REQUIRED TASK = Arrange the lines of the records as a numbered list, starting at the line containing "target: man standing on sidewalk" and ending at the line containing "118L154 124L153 125L154". Leave out any blank lines.
☆ ☆ ☆ ☆ ☆ ☆ ☆
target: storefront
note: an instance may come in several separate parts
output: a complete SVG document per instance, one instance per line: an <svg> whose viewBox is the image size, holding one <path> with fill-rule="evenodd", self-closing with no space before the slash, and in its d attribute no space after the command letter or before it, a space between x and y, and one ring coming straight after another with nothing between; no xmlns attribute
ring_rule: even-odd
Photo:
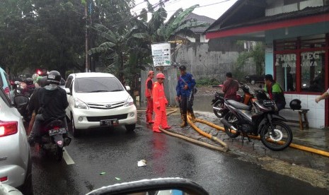
<svg viewBox="0 0 329 195"><path fill-rule="evenodd" d="M272 74L284 90L287 106L299 99L310 110L311 127L328 126L328 101L317 104L315 98L329 87L329 3L258 1L238 1L206 30L207 38L265 42L265 73ZM280 114L298 118L289 111Z"/></svg>

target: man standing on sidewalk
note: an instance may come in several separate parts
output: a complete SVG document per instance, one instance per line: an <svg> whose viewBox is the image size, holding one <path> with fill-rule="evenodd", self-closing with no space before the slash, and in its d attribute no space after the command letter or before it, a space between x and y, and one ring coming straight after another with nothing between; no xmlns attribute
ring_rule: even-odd
<svg viewBox="0 0 329 195"><path fill-rule="evenodd" d="M236 98L236 92L238 90L238 81L233 79L233 76L231 72L228 72L226 74L226 81L223 84L223 92L225 94L225 99L232 99L236 101L239 101Z"/></svg>
<svg viewBox="0 0 329 195"><path fill-rule="evenodd" d="M146 81L145 81L145 96L146 97L146 123L152 124L154 122L152 119L153 115L153 78L154 77L154 72L152 71L149 71L149 75Z"/></svg>
<svg viewBox="0 0 329 195"><path fill-rule="evenodd" d="M179 102L180 107L180 114L183 123L180 127L187 126L187 112L192 117L192 121L195 122L195 116L194 115L193 100L194 89L195 86L195 80L191 73L186 72L186 66L182 65L179 67L180 76L178 78L178 82L176 86L176 100Z"/></svg>
<svg viewBox="0 0 329 195"><path fill-rule="evenodd" d="M156 118L154 124L153 125L154 132L161 132L158 129L160 124L164 129L171 129L171 126L168 125L167 114L166 113L166 107L168 105L168 101L167 98L166 98L163 84L165 78L166 77L163 73L158 73L156 75L157 81L154 83L154 85L153 86L154 110L156 112Z"/></svg>

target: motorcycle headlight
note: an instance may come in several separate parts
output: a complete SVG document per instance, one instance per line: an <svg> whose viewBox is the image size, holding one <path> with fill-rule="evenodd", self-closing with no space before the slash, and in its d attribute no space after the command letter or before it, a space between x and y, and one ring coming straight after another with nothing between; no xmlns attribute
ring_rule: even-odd
<svg viewBox="0 0 329 195"><path fill-rule="evenodd" d="M89 109L87 104L76 98L74 98L74 107L79 109Z"/></svg>
<svg viewBox="0 0 329 195"><path fill-rule="evenodd" d="M128 107L134 105L134 99L131 96L129 96L128 99L125 102L125 107Z"/></svg>

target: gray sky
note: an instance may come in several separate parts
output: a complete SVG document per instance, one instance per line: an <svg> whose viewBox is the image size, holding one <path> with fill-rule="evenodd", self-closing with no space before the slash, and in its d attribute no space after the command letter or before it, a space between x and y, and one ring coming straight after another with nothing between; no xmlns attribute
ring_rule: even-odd
<svg viewBox="0 0 329 195"><path fill-rule="evenodd" d="M200 7L196 8L193 13L200 16L205 16L215 20L218 19L228 8L229 8L237 0L169 0L165 4L165 9L168 12L167 18L169 18L176 10L180 8L187 8L193 5L199 4ZM136 0L136 4L144 1L144 0ZM149 0L154 5L158 0ZM140 13L143 8L146 7L146 3L137 5L133 11L137 14Z"/></svg>

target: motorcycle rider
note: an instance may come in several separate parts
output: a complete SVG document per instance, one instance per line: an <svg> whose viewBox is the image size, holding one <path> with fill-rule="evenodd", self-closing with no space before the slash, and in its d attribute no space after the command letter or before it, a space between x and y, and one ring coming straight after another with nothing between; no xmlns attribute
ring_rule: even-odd
<svg viewBox="0 0 329 195"><path fill-rule="evenodd" d="M57 71L52 71L47 78L49 84L40 89L38 95L40 109L35 116L32 131L28 137L28 141L32 146L35 136L40 134L41 125L49 119L62 119L67 129L65 109L69 106L69 102L67 93L59 86L62 78L61 74Z"/></svg>
<svg viewBox="0 0 329 195"><path fill-rule="evenodd" d="M194 88L195 86L195 80L191 73L186 72L186 66L182 65L179 67L180 76L176 86L176 100L178 102L180 108L180 114L183 123L180 127L187 126L187 112L190 112L192 121L195 122L195 116L194 115L193 100Z"/></svg>
<svg viewBox="0 0 329 195"><path fill-rule="evenodd" d="M47 76L40 77L40 78L36 78L36 83L35 84L37 84L37 86L35 87L33 93L32 94L30 102L28 103L28 114L30 117L31 119L30 121L30 124L28 125L28 130L26 131L26 134L28 136L30 132L32 130L32 127L33 126L34 121L35 119L35 115L37 114L37 110L40 108L39 104L39 92L41 88L45 87L47 85Z"/></svg>
<svg viewBox="0 0 329 195"><path fill-rule="evenodd" d="M278 110L284 108L286 105L286 100L284 98L284 90L281 86L275 82L273 76L271 74L265 75L264 79L265 86L264 90L270 95L271 100L275 100L277 104Z"/></svg>
<svg viewBox="0 0 329 195"><path fill-rule="evenodd" d="M23 89L22 94L30 97L35 88L35 85L33 83L33 79L32 78L28 78L25 80L26 87Z"/></svg>

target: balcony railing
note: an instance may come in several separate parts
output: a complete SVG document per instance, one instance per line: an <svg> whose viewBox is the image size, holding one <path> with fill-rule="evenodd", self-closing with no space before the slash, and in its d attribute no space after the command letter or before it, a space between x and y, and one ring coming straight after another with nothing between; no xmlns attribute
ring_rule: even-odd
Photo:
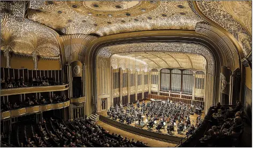
<svg viewBox="0 0 256 149"><path fill-rule="evenodd" d="M1 119L36 113L38 112L43 112L51 110L62 109L69 106L70 104L70 101L69 100L62 103L38 105L17 109L13 109L1 112Z"/></svg>

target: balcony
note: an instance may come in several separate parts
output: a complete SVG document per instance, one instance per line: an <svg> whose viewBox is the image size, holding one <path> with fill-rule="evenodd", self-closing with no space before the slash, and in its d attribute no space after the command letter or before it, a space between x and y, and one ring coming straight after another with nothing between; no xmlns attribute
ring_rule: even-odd
<svg viewBox="0 0 256 149"><path fill-rule="evenodd" d="M35 105L18 109L13 109L12 110L1 112L1 119L21 116L22 115L36 113L38 112L43 112L51 110L62 109L69 106L70 104L70 101L67 101L63 103Z"/></svg>
<svg viewBox="0 0 256 149"><path fill-rule="evenodd" d="M10 88L1 89L1 96L20 94L40 93L54 91L63 91L69 88L69 84L51 86L31 86L18 88Z"/></svg>

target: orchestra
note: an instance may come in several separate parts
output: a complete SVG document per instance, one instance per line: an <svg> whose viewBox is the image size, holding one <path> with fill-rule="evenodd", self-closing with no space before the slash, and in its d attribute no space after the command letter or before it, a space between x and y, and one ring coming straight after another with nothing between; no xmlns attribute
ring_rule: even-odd
<svg viewBox="0 0 256 149"><path fill-rule="evenodd" d="M174 134L177 122L177 131L183 134L186 131L190 133L199 127L203 108L201 104L194 105L193 103L187 104L172 102L169 99L166 101L152 99L147 103L143 101L141 104L138 101L135 106L133 104L128 104L125 108L121 104L111 106L107 111L107 115L113 120L119 120L120 122L127 125L133 122L138 125L146 125L149 130L155 128L161 132L161 129L166 129L171 135ZM195 125L191 125L190 115L195 112L199 115Z"/></svg>

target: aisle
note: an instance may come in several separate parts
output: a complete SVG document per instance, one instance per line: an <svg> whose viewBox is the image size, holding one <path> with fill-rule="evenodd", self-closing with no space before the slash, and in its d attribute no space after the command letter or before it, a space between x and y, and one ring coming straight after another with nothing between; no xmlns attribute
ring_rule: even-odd
<svg viewBox="0 0 256 149"><path fill-rule="evenodd" d="M134 141L142 141L145 143L148 143L147 145L150 147L175 147L176 144L169 143L167 142L162 142L153 139L150 139L142 137L139 135L137 135L127 131L125 131L122 129L117 128L115 127L110 126L107 123L104 123L102 121L97 121L96 124L99 125L101 127L102 127L106 130L109 131L109 133L112 134L114 133L118 135L120 134L124 137L126 137L127 139L132 140L132 138L134 139Z"/></svg>

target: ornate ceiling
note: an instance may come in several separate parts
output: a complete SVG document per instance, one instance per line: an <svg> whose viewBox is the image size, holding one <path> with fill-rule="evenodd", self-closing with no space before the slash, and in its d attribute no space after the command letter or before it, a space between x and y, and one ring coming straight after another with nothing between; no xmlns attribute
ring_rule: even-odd
<svg viewBox="0 0 256 149"><path fill-rule="evenodd" d="M245 56L252 50L252 1L197 1L200 11L238 42Z"/></svg>
<svg viewBox="0 0 256 149"><path fill-rule="evenodd" d="M207 70L212 74L214 72L214 59L209 50L201 45L189 43L135 43L108 46L100 49L97 58L100 65L101 61L110 59L109 65L114 68L132 67L131 69L145 70L153 68L179 68Z"/></svg>
<svg viewBox="0 0 256 149"><path fill-rule="evenodd" d="M151 70L177 68L206 70L206 60L200 55L171 52L135 52L115 54L110 58L114 69Z"/></svg>
<svg viewBox="0 0 256 149"><path fill-rule="evenodd" d="M194 30L202 21L187 1L31 1L29 8L29 19L66 34Z"/></svg>
<svg viewBox="0 0 256 149"><path fill-rule="evenodd" d="M252 50L251 1L1 1L1 49L17 54L56 57L60 48L70 48L59 35L86 35L89 43L122 32L194 30L199 23L209 22L206 18L235 39L244 56ZM96 37L87 38L90 34ZM84 60L80 53L85 50L73 51L68 56Z"/></svg>
<svg viewBox="0 0 256 149"><path fill-rule="evenodd" d="M1 50L28 55L36 53L41 56L59 56L55 31L23 18L24 5L24 1L1 2ZM7 9L11 13L5 11Z"/></svg>

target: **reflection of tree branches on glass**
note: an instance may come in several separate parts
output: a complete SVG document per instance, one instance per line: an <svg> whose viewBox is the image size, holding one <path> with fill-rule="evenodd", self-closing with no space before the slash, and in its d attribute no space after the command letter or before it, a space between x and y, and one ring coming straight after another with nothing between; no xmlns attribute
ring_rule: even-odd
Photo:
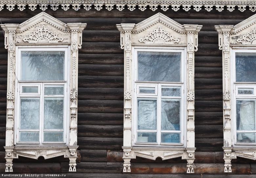
<svg viewBox="0 0 256 178"><path fill-rule="evenodd" d="M161 103L162 130L180 130L180 101L162 99Z"/></svg>
<svg viewBox="0 0 256 178"><path fill-rule="evenodd" d="M39 98L21 98L21 129L39 129Z"/></svg>
<svg viewBox="0 0 256 178"><path fill-rule="evenodd" d="M255 102L251 100L237 100L237 130L254 131L255 127ZM238 133L238 140L249 139L255 142L255 134Z"/></svg>
<svg viewBox="0 0 256 178"><path fill-rule="evenodd" d="M157 129L157 101L138 100L138 129Z"/></svg>
<svg viewBox="0 0 256 178"><path fill-rule="evenodd" d="M22 51L24 80L64 80L64 51Z"/></svg>
<svg viewBox="0 0 256 178"><path fill-rule="evenodd" d="M63 129L63 98L45 98L44 129Z"/></svg>
<svg viewBox="0 0 256 178"><path fill-rule="evenodd" d="M256 53L236 53L236 81L256 81Z"/></svg>
<svg viewBox="0 0 256 178"><path fill-rule="evenodd" d="M181 53L138 52L139 81L180 81Z"/></svg>

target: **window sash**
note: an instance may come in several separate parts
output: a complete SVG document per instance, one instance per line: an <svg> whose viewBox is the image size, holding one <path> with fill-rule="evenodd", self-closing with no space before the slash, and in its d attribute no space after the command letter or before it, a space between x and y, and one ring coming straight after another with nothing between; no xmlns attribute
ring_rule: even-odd
<svg viewBox="0 0 256 178"><path fill-rule="evenodd" d="M14 134L16 135L16 137L14 137L14 144L34 144L47 145L49 144L52 145L53 144L66 144L66 143L68 143L68 140L67 140L68 137L67 135L69 133L68 131L69 129L68 129L68 127L69 126L69 124L67 123L68 120L68 116L69 116L69 109L68 109L69 105L69 98L68 97L68 91L69 91L69 86L68 85L68 81L69 81L70 77L69 72L68 72L69 69L70 67L70 64L68 62L68 58L69 56L69 49L70 47L67 47L67 46L61 46L61 47L17 47L16 51L18 54L18 57L17 58L16 65L16 71L17 74L16 80L15 81L16 86L16 89L15 89L15 98L16 98L16 101L15 102L15 128ZM61 51L65 52L65 59L64 66L65 68L64 71L64 79L63 81L23 81L19 80L21 79L21 70L20 66L20 55L21 53L21 51ZM19 56L18 55L20 55ZM44 95L44 89L45 87L49 87L57 88L60 86L63 86L63 93L53 93L52 94L51 93L48 93L47 95ZM38 87L38 92L36 93L25 93L22 92L22 87ZM53 90L54 89L53 89ZM57 89L55 89L55 91L57 91ZM33 91L34 90L33 90ZM34 92L34 91L33 91ZM33 130L24 130L20 129L19 128L19 123L20 121L20 118L19 116L20 112L20 97L39 97L40 99L40 127L39 129L36 131L38 131L39 132L39 141L20 141L19 140L19 134L20 132L27 132L27 131L36 131ZM57 98L58 97L63 98L63 106L62 111L63 112L63 117L62 121L63 122L62 128L57 128L54 129L44 129L44 98ZM62 102L61 101L60 102ZM61 110L61 109L60 109ZM61 115L60 115L61 116ZM61 117L60 117L61 118ZM57 134L55 136L55 138L56 138L55 140L53 140L51 141L44 141L44 132L55 132L55 133ZM59 132L61 132L60 133ZM61 141L59 140L59 139L58 138L61 138L62 134L63 135L63 138L61 139ZM57 136L57 137L56 137ZM15 138L16 137L16 138ZM49 139L48 140L49 140Z"/></svg>
<svg viewBox="0 0 256 178"><path fill-rule="evenodd" d="M134 86L134 92L133 93L133 111L132 112L133 116L132 118L132 129L133 130L133 134L134 136L132 137L132 144L133 146L146 146L152 145L158 145L158 146L165 146L171 145L174 147L182 146L184 144L184 132L186 130L185 129L185 126L184 123L184 117L185 116L185 111L186 107L185 106L185 94L184 93L184 82L185 81L185 74L184 71L186 69L186 65L185 62L184 62L184 59L185 58L184 56L184 47L180 48L178 49L157 49L149 48L147 49L141 48L140 46L139 48L137 48L134 47L133 48L133 74L135 74L133 76L133 85ZM180 52L181 54L181 67L180 75L181 81L179 82L167 82L163 81L138 81L138 63L137 61L137 52L138 51L166 51L173 52ZM134 60L135 59L135 60ZM162 96L161 88L165 87L166 88L169 87L171 88L173 87L180 88L180 96ZM155 88L155 93L139 93L140 87L151 88ZM157 129L155 130L148 130L138 129L138 98L143 99L143 98L150 98L157 99ZM166 130L161 129L161 100L162 99L176 99L180 100L180 130ZM156 142L139 142L138 141L138 133L156 133L157 138ZM180 134L180 140L179 143L165 143L164 142L161 142L161 134L166 134L169 133L172 134ZM141 138L142 140L144 139L143 138Z"/></svg>
<svg viewBox="0 0 256 178"><path fill-rule="evenodd" d="M231 54L231 59L233 59L230 60L231 66L233 69L232 70L232 72L231 75L231 79L232 81L233 84L231 85L231 90L233 90L234 92L233 98L231 100L231 108L234 108L233 111L231 113L231 118L234 118L234 121L232 122L233 131L232 133L234 135L234 144L238 146L242 146L242 145L256 146L256 142L255 140L255 138L256 136L256 119L255 118L255 116L256 114L256 82L254 81L236 81L236 78L237 75L236 73L236 67L237 66L237 63L236 62L236 53L240 53L240 54L246 55L246 53L249 53L251 54L252 53L256 55L256 53L255 50L249 49L233 49L231 51L230 53ZM233 73L234 75L232 75ZM241 123L242 121L237 123L238 121L238 119L241 119L241 115L243 114L243 112L241 113L241 110L243 108L246 108L245 107L243 107L241 106L241 103L243 103L243 101L254 101L254 111L251 112L252 113L254 113L254 128L252 130L247 130L245 128L248 128L249 126L243 124ZM239 103L239 101L241 101L241 103ZM238 104L237 104L237 102ZM245 104L245 103L244 102ZM237 104L238 104L238 105ZM238 106L239 108L237 108ZM239 113L237 113L238 111L239 111ZM246 115L247 115L246 114ZM233 116L233 117L232 116ZM245 118L244 117L242 117ZM246 119L248 120L248 118ZM243 122L245 122L244 121ZM241 126L242 125L244 125L244 126ZM247 127L246 127L247 126ZM239 128L240 129L239 129ZM244 128L244 129L243 129ZM253 136L254 135L254 136ZM248 139L246 139L248 138ZM241 140L240 141L239 140Z"/></svg>

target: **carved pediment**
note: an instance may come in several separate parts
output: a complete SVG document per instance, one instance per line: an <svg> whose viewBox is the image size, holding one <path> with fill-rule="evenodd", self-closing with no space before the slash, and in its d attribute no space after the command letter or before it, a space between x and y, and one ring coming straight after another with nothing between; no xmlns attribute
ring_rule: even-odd
<svg viewBox="0 0 256 178"><path fill-rule="evenodd" d="M160 27L151 32L149 35L146 35L145 38L139 39L140 42L145 44L174 44L178 43L180 41L178 38L174 38L173 35L169 34L168 32Z"/></svg>

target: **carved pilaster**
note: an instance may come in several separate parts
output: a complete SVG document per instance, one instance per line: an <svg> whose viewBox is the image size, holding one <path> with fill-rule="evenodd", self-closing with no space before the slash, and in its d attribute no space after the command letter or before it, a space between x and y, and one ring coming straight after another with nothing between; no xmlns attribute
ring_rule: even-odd
<svg viewBox="0 0 256 178"><path fill-rule="evenodd" d="M231 98L230 84L230 32L233 26L216 26L215 29L219 32L219 49L222 50L223 96L223 147L225 160L224 172L230 172L232 156L232 134L231 132L231 118L230 117Z"/></svg>

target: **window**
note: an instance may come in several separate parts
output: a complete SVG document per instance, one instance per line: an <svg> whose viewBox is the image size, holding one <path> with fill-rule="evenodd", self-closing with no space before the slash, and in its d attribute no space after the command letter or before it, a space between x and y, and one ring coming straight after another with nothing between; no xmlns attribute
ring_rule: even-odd
<svg viewBox="0 0 256 178"><path fill-rule="evenodd" d="M19 156L77 158L78 49L86 24L44 12L1 24L8 50L6 172Z"/></svg>
<svg viewBox="0 0 256 178"><path fill-rule="evenodd" d="M134 48L135 145L184 144L183 48Z"/></svg>
<svg viewBox="0 0 256 178"><path fill-rule="evenodd" d="M254 15L215 26L222 51L224 172L237 156L255 160L256 43Z"/></svg>
<svg viewBox="0 0 256 178"><path fill-rule="evenodd" d="M65 144L69 103L66 47L19 47L15 144Z"/></svg>
<svg viewBox="0 0 256 178"><path fill-rule="evenodd" d="M234 50L232 53L235 145L255 143L256 53L254 50Z"/></svg>
<svg viewBox="0 0 256 178"><path fill-rule="evenodd" d="M194 173L194 52L198 25L181 25L161 13L122 24L124 58L123 172L131 159L178 157Z"/></svg>

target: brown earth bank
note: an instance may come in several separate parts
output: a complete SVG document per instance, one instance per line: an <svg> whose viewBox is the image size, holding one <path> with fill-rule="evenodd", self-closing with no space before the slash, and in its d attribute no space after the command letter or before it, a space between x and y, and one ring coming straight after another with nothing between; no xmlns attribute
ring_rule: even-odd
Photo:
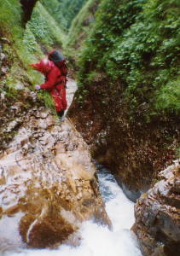
<svg viewBox="0 0 180 256"><path fill-rule="evenodd" d="M132 230L144 256L177 256L180 254L179 161L160 172L160 178L137 201Z"/></svg>
<svg viewBox="0 0 180 256"><path fill-rule="evenodd" d="M0 184L0 251L60 244L90 218L110 224L88 146L42 107L26 113L1 152Z"/></svg>
<svg viewBox="0 0 180 256"><path fill-rule="evenodd" d="M105 75L96 78L86 94L77 91L69 111L75 127L98 160L108 166L126 195L136 201L176 159L180 120L171 114L144 116L146 104L131 117L118 84L110 89Z"/></svg>
<svg viewBox="0 0 180 256"><path fill-rule="evenodd" d="M110 226L89 147L72 122L60 121L30 90L9 89L12 58L0 41L0 254L18 247L77 245L83 221ZM20 62L19 63L20 67ZM67 84L68 106L75 83Z"/></svg>

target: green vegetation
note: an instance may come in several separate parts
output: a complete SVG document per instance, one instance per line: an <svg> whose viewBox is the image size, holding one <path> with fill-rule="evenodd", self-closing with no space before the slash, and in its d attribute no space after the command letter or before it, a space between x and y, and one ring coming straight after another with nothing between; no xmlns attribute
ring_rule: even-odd
<svg viewBox="0 0 180 256"><path fill-rule="evenodd" d="M95 14L100 0L89 0L81 9L78 15L73 20L69 30L67 47L74 49L82 48L82 41L87 38L92 24L95 21Z"/></svg>
<svg viewBox="0 0 180 256"><path fill-rule="evenodd" d="M61 14L67 20L67 27L71 26L71 23L78 15L87 0L59 0L61 3Z"/></svg>
<svg viewBox="0 0 180 256"><path fill-rule="evenodd" d="M34 9L28 26L36 37L37 41L46 49L54 45L58 45L59 47L62 45L65 39L64 33L54 18L40 3Z"/></svg>
<svg viewBox="0 0 180 256"><path fill-rule="evenodd" d="M58 26L62 30L66 30L67 26L67 22L66 16L62 14L61 3L60 0L41 0L43 6L47 9L49 15L55 20Z"/></svg>
<svg viewBox="0 0 180 256"><path fill-rule="evenodd" d="M18 90L44 81L43 76L29 67L44 57L41 47L49 50L54 46L61 47L64 34L56 21L39 3L34 9L32 20L26 30L21 26L21 8L17 0L6 0L0 3L0 33L3 35L3 51L7 55L9 70L1 79L1 90L7 96L15 98ZM54 104L46 91L38 93L48 108L54 109Z"/></svg>
<svg viewBox="0 0 180 256"><path fill-rule="evenodd" d="M92 71L105 73L131 118L177 114L179 16L177 0L103 0L79 63L79 86L91 86Z"/></svg>

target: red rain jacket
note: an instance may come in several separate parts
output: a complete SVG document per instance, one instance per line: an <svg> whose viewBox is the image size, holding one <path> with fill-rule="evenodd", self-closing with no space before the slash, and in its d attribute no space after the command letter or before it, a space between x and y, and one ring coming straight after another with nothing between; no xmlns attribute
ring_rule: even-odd
<svg viewBox="0 0 180 256"><path fill-rule="evenodd" d="M55 110L60 112L67 108L66 99L66 76L62 75L61 70L53 61L47 59L31 65L34 69L41 72L46 78L45 83L40 85L41 89L46 89L51 94Z"/></svg>

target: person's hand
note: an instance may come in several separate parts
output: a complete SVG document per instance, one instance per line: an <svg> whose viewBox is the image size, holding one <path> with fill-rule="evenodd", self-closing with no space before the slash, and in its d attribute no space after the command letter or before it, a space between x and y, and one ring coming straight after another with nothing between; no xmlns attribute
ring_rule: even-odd
<svg viewBox="0 0 180 256"><path fill-rule="evenodd" d="M36 90L40 90L40 89L41 89L41 86L38 85L38 84L37 84L37 85L35 85L35 89L36 89Z"/></svg>

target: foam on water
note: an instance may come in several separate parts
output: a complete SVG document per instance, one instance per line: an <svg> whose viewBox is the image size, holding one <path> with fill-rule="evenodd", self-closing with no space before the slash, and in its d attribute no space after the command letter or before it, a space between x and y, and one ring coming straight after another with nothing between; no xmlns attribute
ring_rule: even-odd
<svg viewBox="0 0 180 256"><path fill-rule="evenodd" d="M61 246L55 250L24 250L9 253L8 256L141 256L136 237L130 230L134 223L134 204L124 195L113 177L98 166L102 195L113 230L91 221L84 223L80 230L83 237L77 247Z"/></svg>

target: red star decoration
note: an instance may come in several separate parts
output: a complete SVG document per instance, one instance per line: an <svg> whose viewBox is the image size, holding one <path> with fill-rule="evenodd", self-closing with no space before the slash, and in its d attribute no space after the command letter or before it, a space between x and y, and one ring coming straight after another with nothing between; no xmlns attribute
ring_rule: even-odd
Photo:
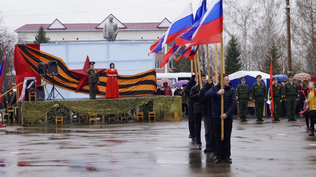
<svg viewBox="0 0 316 177"><path fill-rule="evenodd" d="M89 85L89 78L88 77L88 74L87 73L87 70L90 68L90 65L89 64L89 63L90 62L89 56L87 56L87 59L86 59L86 62L84 63L84 66L83 66L83 69L72 69L68 70L72 74L79 78L79 83L78 83L78 86L77 87L76 93L80 90L83 86ZM106 69L106 68L98 69L98 73L100 75L101 73ZM99 93L100 92L99 90L98 87L97 87L97 91Z"/></svg>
☆ ☆ ☆ ☆ ☆ ☆ ☆
ANSWER IN FULL =
1. target: man standing on sidewalk
2. note: an instance may come in several separate parts
3. output: a complete SVG document per instance, one instance per line: an <svg> whose viewBox is the image size, holding one <path> with fill-rule="evenodd", self-closing with no space before the slash, and in its d attribute no space after the command letter or before it, a space between x and y, and one ring coming straight after another with nothing between; no xmlns attribute
4. ring_rule: even-odd
5. <svg viewBox="0 0 329 195"><path fill-rule="evenodd" d="M236 98L236 92L238 90L238 81L233 79L233 76L231 72L228 72L226 74L226 81L223 84L223 92L225 94L225 99L232 99L236 101L239 101Z"/></svg>
6. <svg viewBox="0 0 329 195"><path fill-rule="evenodd" d="M146 81L145 81L145 96L146 97L146 123L152 124L154 122L152 119L153 115L153 78L154 77L154 72L152 71L149 71L149 75Z"/></svg>
7. <svg viewBox="0 0 329 195"><path fill-rule="evenodd" d="M179 102L180 107L180 114L183 123L180 127L187 126L187 112L192 117L192 121L195 122L195 116L194 115L193 100L194 89L195 86L195 80L191 73L186 72L186 66L182 65L179 67L180 76L178 78L178 82L176 86L176 100Z"/></svg>
8. <svg viewBox="0 0 329 195"><path fill-rule="evenodd" d="M156 118L154 124L153 125L154 132L161 132L158 129L160 124L164 129L171 129L171 126L168 125L167 114L166 113L166 107L168 105L168 101L167 98L166 98L163 84L165 78L166 77L163 73L158 73L156 75L157 81L154 83L154 85L153 86L154 110L156 112Z"/></svg>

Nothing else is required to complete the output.